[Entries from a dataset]

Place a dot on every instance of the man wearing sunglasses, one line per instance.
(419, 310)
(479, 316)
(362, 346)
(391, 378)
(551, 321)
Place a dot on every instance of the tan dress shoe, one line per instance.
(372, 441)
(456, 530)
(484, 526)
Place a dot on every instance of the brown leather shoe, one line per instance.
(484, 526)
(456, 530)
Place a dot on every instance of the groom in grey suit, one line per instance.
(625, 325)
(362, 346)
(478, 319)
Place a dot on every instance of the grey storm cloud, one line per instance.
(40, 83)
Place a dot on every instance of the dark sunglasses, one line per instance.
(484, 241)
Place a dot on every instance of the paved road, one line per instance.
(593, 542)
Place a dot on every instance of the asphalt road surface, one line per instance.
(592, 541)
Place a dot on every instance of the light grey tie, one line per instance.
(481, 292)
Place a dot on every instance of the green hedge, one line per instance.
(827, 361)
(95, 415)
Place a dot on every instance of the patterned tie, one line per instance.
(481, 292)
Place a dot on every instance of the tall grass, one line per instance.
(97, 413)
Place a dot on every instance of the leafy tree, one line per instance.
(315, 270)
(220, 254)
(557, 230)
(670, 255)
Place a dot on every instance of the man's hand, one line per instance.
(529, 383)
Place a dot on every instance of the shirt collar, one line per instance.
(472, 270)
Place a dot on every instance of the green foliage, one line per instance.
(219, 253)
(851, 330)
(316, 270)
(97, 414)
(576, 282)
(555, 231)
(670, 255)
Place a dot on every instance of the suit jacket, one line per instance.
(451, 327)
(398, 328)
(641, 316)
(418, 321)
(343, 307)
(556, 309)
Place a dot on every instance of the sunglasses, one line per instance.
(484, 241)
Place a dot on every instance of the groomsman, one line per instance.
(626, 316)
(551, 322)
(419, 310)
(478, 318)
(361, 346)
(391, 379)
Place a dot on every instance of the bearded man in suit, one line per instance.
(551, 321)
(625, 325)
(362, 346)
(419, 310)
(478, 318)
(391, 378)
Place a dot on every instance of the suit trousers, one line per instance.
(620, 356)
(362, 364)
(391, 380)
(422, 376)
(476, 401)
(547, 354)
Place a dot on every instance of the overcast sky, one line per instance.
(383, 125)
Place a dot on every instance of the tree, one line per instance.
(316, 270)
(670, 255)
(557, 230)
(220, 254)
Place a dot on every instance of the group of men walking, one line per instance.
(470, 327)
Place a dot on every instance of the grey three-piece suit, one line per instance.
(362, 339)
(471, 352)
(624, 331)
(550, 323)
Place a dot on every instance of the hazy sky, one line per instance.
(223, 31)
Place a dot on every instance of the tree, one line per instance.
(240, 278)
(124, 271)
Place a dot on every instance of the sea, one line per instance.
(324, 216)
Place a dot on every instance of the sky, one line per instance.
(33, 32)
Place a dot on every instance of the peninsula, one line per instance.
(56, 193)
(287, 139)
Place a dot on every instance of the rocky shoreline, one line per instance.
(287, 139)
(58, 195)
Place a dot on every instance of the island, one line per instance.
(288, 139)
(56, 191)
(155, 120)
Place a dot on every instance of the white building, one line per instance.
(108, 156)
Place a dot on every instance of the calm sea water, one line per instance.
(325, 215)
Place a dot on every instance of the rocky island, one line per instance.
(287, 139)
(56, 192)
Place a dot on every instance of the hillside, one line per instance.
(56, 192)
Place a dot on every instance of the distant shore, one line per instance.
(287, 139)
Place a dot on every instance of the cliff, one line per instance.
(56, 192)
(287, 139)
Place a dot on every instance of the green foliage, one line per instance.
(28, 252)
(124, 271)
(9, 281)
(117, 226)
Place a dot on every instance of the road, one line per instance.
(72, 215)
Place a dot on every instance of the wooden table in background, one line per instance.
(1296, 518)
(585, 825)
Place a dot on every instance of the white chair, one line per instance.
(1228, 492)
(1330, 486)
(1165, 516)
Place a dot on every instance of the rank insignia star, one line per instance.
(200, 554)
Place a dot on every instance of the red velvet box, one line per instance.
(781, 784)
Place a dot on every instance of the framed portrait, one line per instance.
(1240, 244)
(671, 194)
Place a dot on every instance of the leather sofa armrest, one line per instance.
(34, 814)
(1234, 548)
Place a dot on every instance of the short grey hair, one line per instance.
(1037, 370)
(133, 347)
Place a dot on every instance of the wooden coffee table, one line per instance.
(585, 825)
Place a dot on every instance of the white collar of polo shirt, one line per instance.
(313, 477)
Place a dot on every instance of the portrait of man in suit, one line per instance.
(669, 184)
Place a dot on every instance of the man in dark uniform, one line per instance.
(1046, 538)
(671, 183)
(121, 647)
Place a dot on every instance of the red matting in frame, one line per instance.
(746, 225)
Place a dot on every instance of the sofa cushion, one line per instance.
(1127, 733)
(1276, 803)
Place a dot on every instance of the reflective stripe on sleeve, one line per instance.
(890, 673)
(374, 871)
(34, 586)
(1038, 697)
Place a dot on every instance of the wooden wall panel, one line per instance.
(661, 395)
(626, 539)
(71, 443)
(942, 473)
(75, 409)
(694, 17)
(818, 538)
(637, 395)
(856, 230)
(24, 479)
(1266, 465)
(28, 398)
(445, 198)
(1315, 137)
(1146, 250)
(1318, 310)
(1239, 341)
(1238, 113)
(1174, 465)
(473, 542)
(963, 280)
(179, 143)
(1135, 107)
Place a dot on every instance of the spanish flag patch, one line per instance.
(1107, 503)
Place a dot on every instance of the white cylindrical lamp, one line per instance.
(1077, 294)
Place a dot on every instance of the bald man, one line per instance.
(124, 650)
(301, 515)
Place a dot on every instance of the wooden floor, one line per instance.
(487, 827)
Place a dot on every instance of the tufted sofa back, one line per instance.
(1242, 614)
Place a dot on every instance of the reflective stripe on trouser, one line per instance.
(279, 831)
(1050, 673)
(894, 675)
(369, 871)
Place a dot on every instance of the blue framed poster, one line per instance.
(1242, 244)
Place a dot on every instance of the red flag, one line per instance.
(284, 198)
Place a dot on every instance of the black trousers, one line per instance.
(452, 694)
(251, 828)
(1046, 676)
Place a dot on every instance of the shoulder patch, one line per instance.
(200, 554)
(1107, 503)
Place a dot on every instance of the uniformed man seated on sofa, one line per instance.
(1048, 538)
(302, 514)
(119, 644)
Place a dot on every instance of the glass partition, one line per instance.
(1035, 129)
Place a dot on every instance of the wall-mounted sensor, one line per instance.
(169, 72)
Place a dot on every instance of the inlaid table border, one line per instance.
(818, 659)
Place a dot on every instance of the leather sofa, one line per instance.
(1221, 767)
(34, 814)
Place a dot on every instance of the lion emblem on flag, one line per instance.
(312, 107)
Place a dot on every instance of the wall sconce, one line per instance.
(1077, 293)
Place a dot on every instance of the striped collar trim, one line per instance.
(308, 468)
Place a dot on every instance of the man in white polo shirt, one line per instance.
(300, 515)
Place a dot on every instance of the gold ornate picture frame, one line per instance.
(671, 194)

EXERCISE GOAL =
Return all of the data precisely as it appears.

CORRECT ANSWER =
Place a dot on every instance of the man wearing sunglasses, one line per instance.
(419, 310)
(479, 316)
(362, 346)
(391, 378)
(551, 321)
Place a dot on every instance of the tan dress shoe, one line per instance.
(372, 441)
(456, 530)
(484, 526)
Place a dot on every instance of the brown leather shoe, one line per instance.
(484, 526)
(456, 530)
Place a dot on every instance of the groom in grey suit, one line per instance.
(625, 325)
(362, 346)
(478, 319)
Place a dot on every instance of the grey storm cloud, one line per instance.
(40, 83)
Place a dot on every instance of the dark sunglasses, one line per instance.
(484, 241)
Place a dot on every instance of the paved road, one line per instance.
(593, 542)
Place a dot on every instance of the asphalt road surface, one line per instance.
(592, 541)
Place a dot on every instance of the light grey tie, one line per instance.
(481, 292)
Place a dot on every instance of the green hedge, one line per instance.
(827, 361)
(95, 415)
Place a dot on every instance of the patterned tie, one line per instance.
(481, 292)
Place a dot on every instance of the tall grass, one line per instance.
(97, 413)
Place a dot on every instance of the leafy tree, one line per instance.
(315, 270)
(220, 254)
(557, 230)
(670, 255)
Place a dot on every instance of the man's hand, one line per instance.
(529, 383)
Place a dot on every instance of the shirt collar, one line per instance.
(472, 270)
Place a dot on every instance of the green foliage, one line per instance.
(219, 253)
(851, 330)
(316, 270)
(97, 414)
(576, 282)
(555, 231)
(670, 255)
Place a dot on every instance of the suit jacket, one line per instance.
(451, 327)
(398, 328)
(641, 316)
(418, 321)
(343, 307)
(556, 309)
Place a dot on every instance of the sunglasses, one line per instance.
(484, 241)
Place a dot on every instance of the groomsman, one line per instance.
(626, 316)
(551, 322)
(419, 310)
(478, 318)
(361, 346)
(391, 379)
Place a dot on every instance of the bearded man in suit, one line per instance.
(551, 321)
(625, 325)
(362, 346)
(419, 310)
(478, 318)
(391, 378)
Place a dot on every instance of the suit trousers, one line per instance.
(620, 356)
(362, 364)
(391, 380)
(422, 376)
(476, 401)
(547, 354)
Place a dot on every instance of the overcast sky, one line per instance.
(383, 125)
Place a dot on every instance of the tree, one line per instance.
(316, 270)
(670, 255)
(557, 230)
(220, 254)
Place a dot on every instance of the group of men walking, one line per instance.
(470, 327)
Place a dot on every instance of the grey three-piece suit, one line per instance.
(362, 339)
(471, 352)
(624, 331)
(550, 323)
Place a dot on every instance of the hazy sky, one line per instance.
(223, 31)
Place a dot on every instance of the tree, one line per instance.
(240, 278)
(124, 271)
Place a dot on every instance of the sea, one line per instance.
(324, 216)
Place a dot on every instance of the sky, one line per instance.
(33, 32)
Place a dot on every instance of the peninsula, one line per instance.
(56, 193)
(287, 139)
Place a dot on every instance of the rocky shoreline, one line per instance.
(287, 139)
(58, 195)
Place a dot on every instance of the island, one line per instance.
(288, 139)
(56, 191)
(155, 120)
Place a dot on every instance of the white building, one line per instance.
(108, 156)
Place a dot on every instance of the calm sea water, one line per instance.
(325, 215)
Place a dot on every instance of the rocky island, one line per instance.
(287, 139)
(56, 192)
Place a dot on every instance of the hillside, one line per instance.
(56, 192)
Place a dot on every instance of the distant shore, one line per instance.
(287, 139)
Place a dot on every instance of the cliff, one line per instance.
(56, 192)
(287, 139)
Place a dot on every instance of the green foliage, one line per instance.
(28, 252)
(124, 271)
(9, 281)
(117, 226)
Place a dot on every instance of the road, one line per instance.
(72, 215)
Place a dot on every instance of the wooden table in background, one line per instance.
(1296, 518)
(585, 825)
Place a dot on every instance of the white chair, one line per instance.
(1228, 492)
(1330, 486)
(1165, 516)
Place a dot on every instance of the rank insignia star, one line per instance.
(200, 554)
Place a dot on every instance of the red velvet box, one line per instance.
(781, 784)
Place a dot on every instance of the framed portrait, one line per instance.
(1240, 244)
(671, 194)
Place a dot on every instance of the leather sofa armrest, one line per instance.
(34, 814)
(1234, 548)
Place a dot on every instance of the short grey hair, one line per instance.
(1037, 370)
(133, 347)
Place a dot on every instance of the wooden coffee table, one line per instance.
(585, 825)
Place a dot on every instance of the white collar of polo shirt, one line per instance.
(313, 477)
Place a dot on every instance of the portrait of man in suit, one line per instance.
(669, 184)
Place a dot on every instance of the man in dark uniform, one line per instance.
(1046, 538)
(671, 183)
(121, 647)
Place a dot on every instance of the red matting in frame, one line per instance.
(746, 225)
Place a dot on every instance of the sofa cushion, one line per instance.
(1127, 733)
(1276, 803)
Place a dot on every instance of the reflective stripe on sleeve, one line per instance.
(890, 673)
(374, 871)
(34, 586)
(1038, 697)
Place a dot on every instance of the wooden wall panel, one line per instance.
(661, 395)
(626, 539)
(71, 443)
(942, 473)
(75, 409)
(694, 17)
(818, 538)
(637, 395)
(856, 230)
(24, 479)
(1266, 465)
(28, 398)
(445, 198)
(1315, 137)
(1146, 250)
(1318, 310)
(1239, 341)
(1238, 113)
(1174, 465)
(473, 542)
(963, 280)
(179, 143)
(1135, 107)
Place a dot on every instance of the spanish flag patch, one line per instance.
(1107, 503)
Place a dot on every instance of the white cylindrical lamp, one line per instance.
(1077, 294)
Place a dot on every instance of the bald man, one line per instance.
(124, 650)
(301, 515)
Place a dot on every instance of the wooden floor, one line per instance.
(487, 827)
Place a dot on every instance of the tufted sofa back, one line per instance.
(1242, 614)
Place a dot on every instance of the reflective stripe on trouser, one line per instance.
(279, 831)
(1050, 673)
(894, 675)
(369, 871)
Place a dot on every instance of the blue framed poster, one line per instance.
(1242, 244)
Place a dot on every instance of the red flag, one line per instance.
(284, 198)
Place a dot on every instance of the black trousers, one line per instance.
(452, 694)
(251, 828)
(1046, 676)
Place a dot on every instance of the shoulder patch, one line per instance.
(200, 554)
(1107, 503)
Place a dot on every instance of the uniformed man seated on sofa, one line per instance.
(1048, 538)
(302, 514)
(119, 644)
Place a dot on every instance of the glass partition, one line per instance.
(1035, 129)
Place a dot on every instance of the wall-mounted sensor, one line per instance.
(169, 72)
Place a dot on every instance of the inlaid table border, one line per instance.
(818, 659)
Place a dot on every instance of the leather sofa, one line per instance.
(1221, 767)
(34, 814)
Place a dot on every instance of the lion emblem on flag, one line per instance.
(312, 107)
Place a dot on every instance of the wall sconce, one line per instance.
(1077, 293)
Place a dot on every instance of the striped collar trim, one line per instance.
(308, 468)
Place a dot on every instance of the man in white polo shirt, one line per instance.
(300, 515)
Place a dot on every instance of the gold ornate picture frame, one line per instance.
(671, 194)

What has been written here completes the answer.